EXERCISE DATA start
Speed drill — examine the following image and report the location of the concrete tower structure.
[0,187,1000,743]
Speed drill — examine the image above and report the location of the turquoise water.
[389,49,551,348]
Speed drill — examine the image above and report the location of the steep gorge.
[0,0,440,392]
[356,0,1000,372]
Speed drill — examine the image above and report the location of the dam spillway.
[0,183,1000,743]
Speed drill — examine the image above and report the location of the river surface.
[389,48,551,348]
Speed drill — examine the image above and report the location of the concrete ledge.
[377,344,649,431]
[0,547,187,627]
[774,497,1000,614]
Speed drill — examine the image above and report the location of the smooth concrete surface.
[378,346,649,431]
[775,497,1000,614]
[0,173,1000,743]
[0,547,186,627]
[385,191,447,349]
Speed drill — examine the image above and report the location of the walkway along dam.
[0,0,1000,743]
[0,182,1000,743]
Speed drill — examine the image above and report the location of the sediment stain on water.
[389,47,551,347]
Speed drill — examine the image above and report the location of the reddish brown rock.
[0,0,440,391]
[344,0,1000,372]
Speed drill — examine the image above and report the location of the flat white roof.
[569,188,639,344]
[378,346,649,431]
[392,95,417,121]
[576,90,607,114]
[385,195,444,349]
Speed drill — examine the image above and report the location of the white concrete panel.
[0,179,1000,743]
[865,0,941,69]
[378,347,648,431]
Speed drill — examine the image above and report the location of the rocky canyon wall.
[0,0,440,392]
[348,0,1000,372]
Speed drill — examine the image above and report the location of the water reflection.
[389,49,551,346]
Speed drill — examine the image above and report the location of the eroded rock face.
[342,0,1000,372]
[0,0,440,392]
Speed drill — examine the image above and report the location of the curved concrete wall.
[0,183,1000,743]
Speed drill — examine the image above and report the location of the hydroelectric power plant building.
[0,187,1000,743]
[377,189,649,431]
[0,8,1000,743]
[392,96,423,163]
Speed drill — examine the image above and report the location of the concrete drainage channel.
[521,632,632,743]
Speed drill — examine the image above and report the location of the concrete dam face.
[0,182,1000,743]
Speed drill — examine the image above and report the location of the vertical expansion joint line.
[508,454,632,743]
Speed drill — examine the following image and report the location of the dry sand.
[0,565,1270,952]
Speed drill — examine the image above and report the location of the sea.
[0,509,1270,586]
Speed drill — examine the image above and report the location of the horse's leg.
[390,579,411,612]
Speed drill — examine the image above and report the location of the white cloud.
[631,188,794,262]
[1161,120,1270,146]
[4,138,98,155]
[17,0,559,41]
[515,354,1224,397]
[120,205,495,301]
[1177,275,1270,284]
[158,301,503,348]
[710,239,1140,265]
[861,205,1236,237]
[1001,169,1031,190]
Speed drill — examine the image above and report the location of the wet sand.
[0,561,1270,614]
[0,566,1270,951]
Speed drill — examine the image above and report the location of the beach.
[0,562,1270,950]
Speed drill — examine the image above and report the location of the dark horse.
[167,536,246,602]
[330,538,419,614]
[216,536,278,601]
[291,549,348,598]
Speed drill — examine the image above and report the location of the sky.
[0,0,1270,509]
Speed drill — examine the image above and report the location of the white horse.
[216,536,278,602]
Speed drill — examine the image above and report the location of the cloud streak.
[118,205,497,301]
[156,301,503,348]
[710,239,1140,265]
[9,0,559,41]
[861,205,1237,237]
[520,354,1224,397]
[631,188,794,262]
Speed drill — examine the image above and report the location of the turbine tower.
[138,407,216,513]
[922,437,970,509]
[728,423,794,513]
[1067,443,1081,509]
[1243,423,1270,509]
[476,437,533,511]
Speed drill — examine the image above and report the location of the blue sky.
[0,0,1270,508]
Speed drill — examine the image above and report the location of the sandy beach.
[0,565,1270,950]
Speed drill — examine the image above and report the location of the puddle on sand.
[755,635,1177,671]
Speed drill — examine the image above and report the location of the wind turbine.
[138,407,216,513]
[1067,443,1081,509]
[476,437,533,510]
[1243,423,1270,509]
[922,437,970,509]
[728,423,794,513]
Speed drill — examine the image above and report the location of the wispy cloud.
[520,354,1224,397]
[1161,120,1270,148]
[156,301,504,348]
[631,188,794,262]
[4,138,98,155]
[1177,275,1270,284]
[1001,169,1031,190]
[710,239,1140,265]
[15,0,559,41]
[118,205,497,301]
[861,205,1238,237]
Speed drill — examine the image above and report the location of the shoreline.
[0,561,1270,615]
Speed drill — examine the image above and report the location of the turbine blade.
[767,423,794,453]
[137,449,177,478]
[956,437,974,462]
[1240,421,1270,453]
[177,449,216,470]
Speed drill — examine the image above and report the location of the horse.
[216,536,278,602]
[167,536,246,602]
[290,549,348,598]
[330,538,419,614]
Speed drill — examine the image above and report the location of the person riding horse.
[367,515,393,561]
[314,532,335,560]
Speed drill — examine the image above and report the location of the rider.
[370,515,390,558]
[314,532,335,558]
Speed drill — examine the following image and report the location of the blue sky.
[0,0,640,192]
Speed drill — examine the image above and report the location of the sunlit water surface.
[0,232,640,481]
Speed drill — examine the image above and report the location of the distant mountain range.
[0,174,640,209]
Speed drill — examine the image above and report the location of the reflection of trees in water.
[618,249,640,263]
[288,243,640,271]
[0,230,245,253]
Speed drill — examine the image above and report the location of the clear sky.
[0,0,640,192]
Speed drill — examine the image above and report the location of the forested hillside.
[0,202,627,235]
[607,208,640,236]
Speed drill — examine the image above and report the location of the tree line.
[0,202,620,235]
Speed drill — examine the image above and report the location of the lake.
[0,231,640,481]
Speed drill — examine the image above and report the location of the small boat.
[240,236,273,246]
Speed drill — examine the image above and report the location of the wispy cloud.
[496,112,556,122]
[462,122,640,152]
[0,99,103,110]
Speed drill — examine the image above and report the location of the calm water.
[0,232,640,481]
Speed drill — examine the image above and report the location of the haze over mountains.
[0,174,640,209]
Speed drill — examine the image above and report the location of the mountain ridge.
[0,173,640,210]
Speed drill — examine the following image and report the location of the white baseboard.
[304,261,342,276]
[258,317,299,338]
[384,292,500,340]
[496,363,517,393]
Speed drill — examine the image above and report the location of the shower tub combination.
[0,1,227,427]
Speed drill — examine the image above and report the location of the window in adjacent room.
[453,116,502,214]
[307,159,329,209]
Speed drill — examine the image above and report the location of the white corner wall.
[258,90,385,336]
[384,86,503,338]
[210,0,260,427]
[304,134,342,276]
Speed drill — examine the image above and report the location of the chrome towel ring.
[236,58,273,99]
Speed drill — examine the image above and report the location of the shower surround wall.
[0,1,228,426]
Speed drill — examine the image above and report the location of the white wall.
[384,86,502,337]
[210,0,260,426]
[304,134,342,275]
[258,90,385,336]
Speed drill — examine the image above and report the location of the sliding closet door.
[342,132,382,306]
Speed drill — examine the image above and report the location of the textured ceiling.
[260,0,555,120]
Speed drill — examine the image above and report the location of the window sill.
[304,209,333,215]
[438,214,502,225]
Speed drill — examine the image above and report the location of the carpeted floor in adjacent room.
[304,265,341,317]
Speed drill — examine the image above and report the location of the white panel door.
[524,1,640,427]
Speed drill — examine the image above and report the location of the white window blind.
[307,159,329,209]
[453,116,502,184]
EXERCISE DATA end
THE TASK: Rewrite the whole listing above as a Markdown table with two columns, Row for the row number and Line for the line itself, leaving out any blank lines.

ANSWER IN FULL:
| Row | Line |
|---|---|
| 1 | Speed drill — examine the following image and report the location of the concrete tower structure. |
| 2 | [0,187,1000,743] |
| 3 | Speed drill — examine the image above and report the location of the turquoise water. |
| 4 | [389,49,551,348] |
| 5 | Speed drill — examine the image above and report the location of the steep gorge. |
| 6 | [0,0,440,392] |
| 7 | [356,0,1000,372] |
| 8 | Speed drill — examine the image above and report the location of the dam spillway. |
| 9 | [0,183,1000,743] |
| 10 | Speed drill — examine the image above and report the location of the river surface. |
| 11 | [389,48,551,348] |
| 12 | Speed drill — examine the image above and report the location of the concrete ledge. |
| 13 | [377,344,649,431] |
| 14 | [0,547,187,627] |
| 15 | [774,497,1000,614] |
| 16 | Speed drill — examine the image above and report the location of the smooth concrete surface. |
| 17 | [378,346,649,431] |
| 18 | [775,497,1000,614] |
| 19 | [0,173,1000,743] |
| 20 | [0,547,186,627] |
| 21 | [385,191,447,349] |
| 22 | Speed drill — examine the image above and report the location of the walkway along dam. |
| 23 | [0,0,1000,743] |
| 24 | [0,182,1000,743] |
| 25 | Speed drill — examine the image above and report the location of the sediment stain on water. |
| 26 | [389,47,551,347] |
| 27 | Speed drill — examine the image above and report the location of the reddish brown rock. |
| 28 | [0,0,440,391] |
| 29 | [344,0,1000,372] |
| 30 | Speed drill — examine the image above and report the location of the flat white roof. |
| 31 | [569,188,639,344] |
| 32 | [378,346,649,431] |
| 33 | [392,95,417,121] |
| 34 | [576,90,607,114] |
| 35 | [385,195,444,349] |
| 36 | Speed drill — examine the image above and report the location of the white concrete panel. |
| 37 | [0,179,1000,743] |
| 38 | [865,0,941,69] |
| 39 | [378,347,648,431] |
| 40 | Speed drill — examine the image above and report the location of the rocky canyon wall. |
| 41 | [0,0,440,392] |
| 42 | [348,0,1000,372] |
| 43 | Speed drill — examine the image above and report the location of the water reflection. |
| 44 | [389,49,551,346] |
| 45 | Speed drill — examine the image above and report the location of the eroded rock face. |
| 46 | [342,0,1000,372] |
| 47 | [0,0,440,392] |
| 48 | Speed drill — examine the image above and report the location of the curved concrete wall. |
| 49 | [0,183,1000,743] |
| 50 | Speed drill — examine the image above and report the location of the hydroelectric power plant building. |
| 51 | [0,187,1000,743] |
| 52 | [377,189,649,431] |
| 53 | [0,8,1000,743] |
| 54 | [392,96,423,163] |
| 55 | Speed drill — examine the image above and report the location of the concrete drainage channel. |
| 56 | [521,632,632,743] |
| 57 | Speed drill — examine the image above and report the location of the concrete dam face. |
| 58 | [0,182,1000,743] |
| 59 | Speed drill — examine the image above and report the location of the vertical expansion joint line. |
| 60 | [508,454,632,743] |
| 61 | Speed drill — examine the following image and report the location of the dry sand. |
| 62 | [0,565,1270,952] |
| 63 | Speed drill — examine the image above and report the location of the sea. |
| 64 | [0,509,1270,586] |
| 65 | Speed drill — examine the image above and report the location of the horse's leg. |
| 66 | [390,579,411,612] |
| 67 | Speed drill — examine the image above and report the location of the white cloud. |
| 68 | [631,188,794,262] |
| 69 | [1161,120,1270,146] |
| 70 | [4,138,98,155] |
| 71 | [17,0,559,41] |
| 72 | [515,354,1224,397] |
| 73 | [120,205,495,301] |
| 74 | [1177,275,1270,284] |
| 75 | [158,301,503,348] |
| 76 | [710,239,1140,265] |
| 77 | [861,205,1236,237] |
| 78 | [1001,169,1031,190] |
| 79 | Speed drill — examine the image above and report the location of the wet sand. |
| 80 | [0,561,1270,614] |
| 81 | [0,566,1270,951] |
| 82 | Speed drill — examine the image above and report the location of the beach. |
| 83 | [0,562,1270,950] |
| 84 | Speed drill — examine the image above and report the location of the dark horse. |
| 85 | [167,536,246,602] |
| 86 | [330,538,419,614] |
| 87 | [216,536,278,601] |
| 88 | [291,549,348,598] |
| 89 | Speed drill — examine the image above and report the location of the sky. |
| 90 | [0,0,1270,509] |
| 91 | Speed drill — examine the image above and report the location of the white horse. |
| 92 | [216,536,278,602] |
| 93 | Speed drill — examine the image above and report the location of the cloud streak. |
| 94 | [118,205,497,301] |
| 95 | [156,301,503,348] |
| 96 | [710,239,1140,265] |
| 97 | [9,0,559,41] |
| 98 | [861,205,1237,237] |
| 99 | [520,354,1224,397] |
| 100 | [631,188,794,262] |
| 101 | Speed drill — examine the image above and report the location of the turbine tower. |
| 102 | [138,407,216,513] |
| 103 | [922,437,970,509] |
| 104 | [728,423,794,513] |
| 105 | [1067,443,1081,509] |
| 106 | [1243,423,1270,509] |
| 107 | [476,437,533,511] |
| 108 | Speed drill — examine the image above and report the location of the blue sky. |
| 109 | [0,0,1270,508] |
| 110 | Speed drill — examine the image above and report the location of the sandy beach. |
| 111 | [0,565,1270,950] |
| 112 | Speed drill — examine the image above and report the location of the puddle on sand. |
| 113 | [755,635,1177,671] |
| 114 | Speed drill — examine the image above and report the location of the wind turbine. |
| 115 | [138,407,216,513] |
| 116 | [1067,443,1081,509] |
| 117 | [476,437,533,510] |
| 118 | [1243,423,1270,509] |
| 119 | [922,437,970,509] |
| 120 | [728,423,794,513] |
| 121 | Speed drill — examine the image above and report the location of the wispy cloud. |
| 122 | [520,354,1224,397] |
| 123 | [1161,120,1270,148] |
| 124 | [156,301,504,348] |
| 125 | [631,188,794,262] |
| 126 | [4,138,98,155] |
| 127 | [1177,275,1270,284] |
| 128 | [1001,169,1031,190] |
| 129 | [710,239,1140,265] |
| 130 | [15,0,559,41] |
| 131 | [118,205,497,301] |
| 132 | [861,205,1238,237] |
| 133 | Speed drill — examine the image above and report the location of the shoreline. |
| 134 | [0,561,1270,615] |
| 135 | Speed drill — examine the image above and report the location of the turbine blade. |
| 136 | [767,423,794,453] |
| 137 | [137,449,177,478] |
| 138 | [956,437,974,462] |
| 139 | [1240,421,1270,453] |
| 140 | [177,449,216,470] |
| 141 | Speed drill — examine the image above and report the location of the horse. |
| 142 | [216,536,278,602] |
| 143 | [167,536,246,602] |
| 144 | [290,549,348,598] |
| 145 | [330,538,419,614] |
| 146 | Speed drill — examine the image above and report the location of the person riding horse. |
| 147 | [367,515,393,561] |
| 148 | [314,532,335,560] |
| 149 | Speed drill — examine the image above and report the location of the rider. |
| 150 | [370,515,390,558] |
| 151 | [314,532,335,558] |
| 152 | Speed drill — examine the following image and report the location of the blue sky. |
| 153 | [0,0,640,192] |
| 154 | Speed drill — examine the image above and report the location of the sunlit water surface. |
| 155 | [0,232,640,481] |
| 156 | Speed drill — examine the image above and report the location of the distant mountain range. |
| 157 | [0,174,640,209] |
| 158 | Speed drill — examine the image above and report the location of the reflection of trees in water. |
| 159 | [618,249,640,263] |
| 160 | [288,243,640,271] |
| 161 | [0,230,245,253] |
| 162 | Speed drill — examine the image above and report the location of the clear sky. |
| 163 | [0,0,640,192] |
| 164 | Speed drill — examine the image above and report the location of the forested hillside. |
| 165 | [0,202,627,235] |
| 166 | [607,208,640,236] |
| 167 | Speed drill — examine the image above and report the location of the tree line. |
| 168 | [0,202,620,235] |
| 169 | Speed drill — examine the image above and report the location of the lake. |
| 170 | [0,231,640,481] |
| 171 | Speed drill — examine the image above and report the location of the small boat. |
| 172 | [240,236,273,246] |
| 173 | Speed drill — examine the image above and report the location of the wispy cloud. |
| 174 | [496,112,556,122] |
| 175 | [462,122,640,152] |
| 176 | [0,99,103,110] |
| 177 | Speed drill — examine the image above and report the location of the calm water. |
| 178 | [0,232,640,481] |
| 179 | Speed drill — examine the image above and report the location of the haze over mountains. |
| 180 | [0,174,640,209] |
| 181 | Speed drill — examine the image above and report the location of the mountain ridge. |
| 182 | [0,173,640,210] |
| 183 | Speed drill — examine the following image and report the location of the white baseboard. |
| 184 | [304,261,342,276] |
| 185 | [258,317,299,338] |
| 186 | [384,292,500,340] |
| 187 | [496,363,517,393] |
| 188 | Speed drill — examine the image above and report the location of the shower tub combination. |
| 189 | [0,1,227,427] |
| 190 | Speed drill — examine the image above and report the location of the window in adjacent room. |
| 191 | [453,116,502,214] |
| 192 | [307,159,329,209] |
| 193 | Speed drill — examine the image above and report the location of the white corner wall. |
| 194 | [258,90,385,336] |
| 195 | [384,86,503,338] |
| 196 | [210,0,260,427] |
| 197 | [304,134,342,276] |
| 198 | Speed drill — examine the image above and report the location of the chrome towel ring. |
| 199 | [236,58,273,99] |
| 200 | Speed drill — examine the image above and report the location of the shower surround wall. |
| 201 | [0,1,228,426] |
| 202 | Speed drill — examine the image above and report the location of the white wall. |
| 203 | [384,86,502,337] |
| 204 | [210,0,260,426] |
| 205 | [304,134,342,275] |
| 206 | [258,90,385,336] |
| 207 | Speed drill — examine the image above and report the location of the sliding closet door. |
| 208 | [342,132,382,306] |
| 209 | Speed drill — examine the image above and report the location of the textured ceiling. |
| 210 | [260,0,555,120] |
| 211 | Speed drill — examine the image above and report the location of the window sill. |
| 212 | [304,209,333,215] |
| 213 | [438,214,502,225] |
| 214 | Speed drill — examine the image above and report the location of the carpeted floor in adjacent room. |
| 215 | [304,265,341,317] |
| 216 | Speed drill — examine the image above and report the location of the white panel door. |
| 217 | [524,1,640,427] |
| 218 | Speed drill — examine the image above and report the location of the white window blind. |
| 219 | [307,159,329,209] |
| 220 | [453,116,502,184] |